# Task objective:
Reproduce the data below verbatim, line for line, with no changes.

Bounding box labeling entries
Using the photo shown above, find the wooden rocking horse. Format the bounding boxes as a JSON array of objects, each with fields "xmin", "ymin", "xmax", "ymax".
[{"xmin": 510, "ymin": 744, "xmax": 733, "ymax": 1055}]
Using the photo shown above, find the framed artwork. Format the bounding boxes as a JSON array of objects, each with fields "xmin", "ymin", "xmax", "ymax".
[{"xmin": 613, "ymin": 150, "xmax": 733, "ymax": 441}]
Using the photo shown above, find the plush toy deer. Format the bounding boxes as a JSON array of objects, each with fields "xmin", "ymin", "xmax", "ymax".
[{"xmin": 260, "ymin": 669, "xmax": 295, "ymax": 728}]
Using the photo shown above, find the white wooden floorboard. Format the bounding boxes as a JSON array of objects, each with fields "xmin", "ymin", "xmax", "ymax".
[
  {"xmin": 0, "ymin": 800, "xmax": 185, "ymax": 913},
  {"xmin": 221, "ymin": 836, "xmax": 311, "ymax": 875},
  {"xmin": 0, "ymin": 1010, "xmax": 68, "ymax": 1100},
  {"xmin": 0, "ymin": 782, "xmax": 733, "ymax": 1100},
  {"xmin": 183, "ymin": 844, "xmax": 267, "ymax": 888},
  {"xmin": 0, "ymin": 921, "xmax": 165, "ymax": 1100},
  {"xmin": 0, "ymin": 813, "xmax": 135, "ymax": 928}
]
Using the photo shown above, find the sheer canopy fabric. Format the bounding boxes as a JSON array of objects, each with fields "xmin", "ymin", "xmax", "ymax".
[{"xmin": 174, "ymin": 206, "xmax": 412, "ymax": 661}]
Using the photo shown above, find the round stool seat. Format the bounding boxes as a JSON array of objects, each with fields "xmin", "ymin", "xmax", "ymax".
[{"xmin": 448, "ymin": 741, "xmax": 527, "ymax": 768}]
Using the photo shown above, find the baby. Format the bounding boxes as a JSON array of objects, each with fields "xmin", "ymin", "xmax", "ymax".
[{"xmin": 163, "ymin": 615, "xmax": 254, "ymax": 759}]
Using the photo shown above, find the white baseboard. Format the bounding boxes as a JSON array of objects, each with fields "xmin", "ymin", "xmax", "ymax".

# Answer for this exercise:
Using the photo shown above, find the wooden rocking horse. Format the bounding boxes as a JSON array of objects, each with fields "xmin", "ymin", "xmax", "ymax".
[{"xmin": 510, "ymin": 744, "xmax": 733, "ymax": 1055}]
Using the photo shown above, find the framed artwork. Format the bounding boxes as a JSON array of objects, each with fields "xmin", "ymin", "xmax", "ymax".
[{"xmin": 613, "ymin": 150, "xmax": 733, "ymax": 441}]
Using the photo shown above, find the plush toy deer. Format the bounding boxes as a JSON array of objects, each with fields "xmin", "ymin", "xmax", "ymax".
[{"xmin": 260, "ymin": 669, "xmax": 295, "ymax": 728}]
Using the photo shown above, find the white wooden floorboard. Format the bounding boxes as a JSON array of objects, each with fields "xmin", "ymin", "xmax", "ymax".
[
  {"xmin": 0, "ymin": 800, "xmax": 185, "ymax": 913},
  {"xmin": 221, "ymin": 836, "xmax": 311, "ymax": 875},
  {"xmin": 0, "ymin": 1010, "xmax": 68, "ymax": 1100},
  {"xmin": 0, "ymin": 782, "xmax": 733, "ymax": 1100},
  {"xmin": 183, "ymin": 844, "xmax": 267, "ymax": 888},
  {"xmin": 0, "ymin": 921, "xmax": 165, "ymax": 1100},
  {"xmin": 0, "ymin": 813, "xmax": 135, "ymax": 928}
]
Using the photo shown above, find the sheer canopy fabric. Format the bounding boxes as a JSON array of objects, each with fields "xmin", "ymin", "xmax", "ymax".
[{"xmin": 174, "ymin": 206, "xmax": 412, "ymax": 661}]
Using the photo shown above, find the round stool seat. Format the bounding boxes as a JSON array of objects, each with fields "xmin", "ymin", "xmax", "ymax".
[{"xmin": 448, "ymin": 741, "xmax": 527, "ymax": 768}]
Using the photo shown above, find the baby. Format the bounding boxes as a JSON array of objects, each with fields "xmin", "ymin", "xmax", "ymax".
[{"xmin": 163, "ymin": 615, "xmax": 254, "ymax": 759}]
Using the photo shown above, find the white baseboard. Format the bounding boxes as a JSON array of objects, each with fields "xmin", "ymin", "xmax", "ymax".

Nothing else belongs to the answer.